Please filter the data below down to every line that contains the string "wooden", and copy each of those lines in full. Matching is case-sensitive.

┌──

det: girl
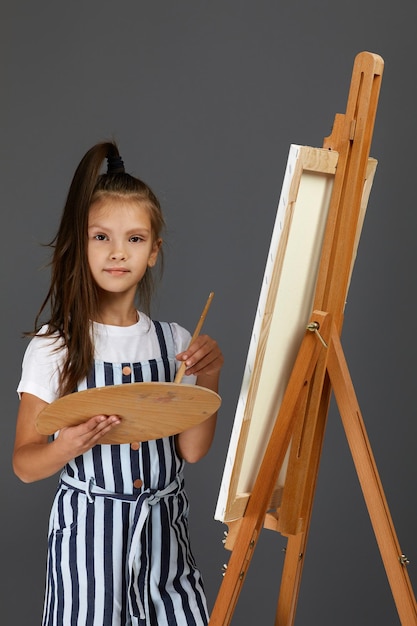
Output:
[13,143,223,626]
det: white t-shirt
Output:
[17,313,196,403]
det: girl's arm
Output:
[13,393,120,483]
[176,335,224,463]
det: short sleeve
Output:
[17,334,63,403]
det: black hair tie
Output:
[107,155,125,174]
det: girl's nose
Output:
[110,248,126,261]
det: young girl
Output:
[13,143,223,626]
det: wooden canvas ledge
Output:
[210,52,417,626]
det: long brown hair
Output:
[32,142,164,395]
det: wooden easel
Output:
[210,52,417,626]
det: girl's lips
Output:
[104,267,129,276]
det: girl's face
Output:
[87,196,162,300]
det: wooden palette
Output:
[36,382,221,444]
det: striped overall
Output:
[42,322,208,626]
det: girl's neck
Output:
[94,309,139,326]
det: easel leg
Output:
[275,533,306,626]
[210,311,330,626]
[327,328,417,626]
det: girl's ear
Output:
[148,238,162,267]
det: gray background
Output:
[0,0,417,626]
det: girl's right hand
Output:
[13,393,120,483]
[56,415,120,460]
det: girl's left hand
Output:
[176,335,224,376]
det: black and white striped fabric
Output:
[42,322,208,626]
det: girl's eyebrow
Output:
[88,222,152,235]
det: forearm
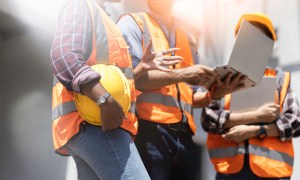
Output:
[193,91,211,108]
[224,111,259,129]
[133,62,145,81]
[246,124,280,138]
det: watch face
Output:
[258,133,266,139]
[100,97,105,104]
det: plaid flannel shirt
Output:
[50,0,104,92]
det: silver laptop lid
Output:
[228,20,274,84]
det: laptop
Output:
[207,20,274,89]
[230,77,277,112]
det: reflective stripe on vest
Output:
[130,13,196,132]
[249,144,294,166]
[52,0,137,154]
[208,144,246,159]
[207,69,293,178]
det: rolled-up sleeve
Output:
[276,89,300,141]
[50,0,100,92]
[201,100,230,134]
[117,15,144,68]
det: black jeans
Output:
[216,154,290,180]
[135,120,200,180]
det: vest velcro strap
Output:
[249,144,294,167]
[208,144,246,159]
[136,93,193,113]
[52,101,77,120]
[119,67,133,79]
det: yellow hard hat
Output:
[235,12,276,41]
[75,64,131,125]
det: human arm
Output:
[276,88,300,141]
[118,15,215,90]
[222,123,279,143]
[133,41,183,80]
[201,100,279,134]
[51,1,124,130]
[50,1,100,92]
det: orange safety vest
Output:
[52,0,137,154]
[207,69,294,178]
[130,13,196,133]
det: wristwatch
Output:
[256,125,267,139]
[97,92,111,106]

└──

FINAL ANSWER:
det: wooden canvas ledge
det: wooden easel
det: wooden palette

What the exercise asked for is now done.